__REQUIRED ACTION__. Please reproduce each of the entries below exactly as they appear.

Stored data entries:
· · · · ·

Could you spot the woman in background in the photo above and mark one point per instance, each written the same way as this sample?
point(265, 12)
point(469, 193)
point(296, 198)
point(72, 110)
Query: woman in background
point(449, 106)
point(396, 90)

· · · · ·

__EXERCISE ANSWER__.
Could you spot the woman in background in the photo above and mark one point per instance, each written the same way as this sample?
point(265, 12)
point(469, 193)
point(296, 198)
point(72, 110)
Query: woman in background
point(449, 106)
point(396, 90)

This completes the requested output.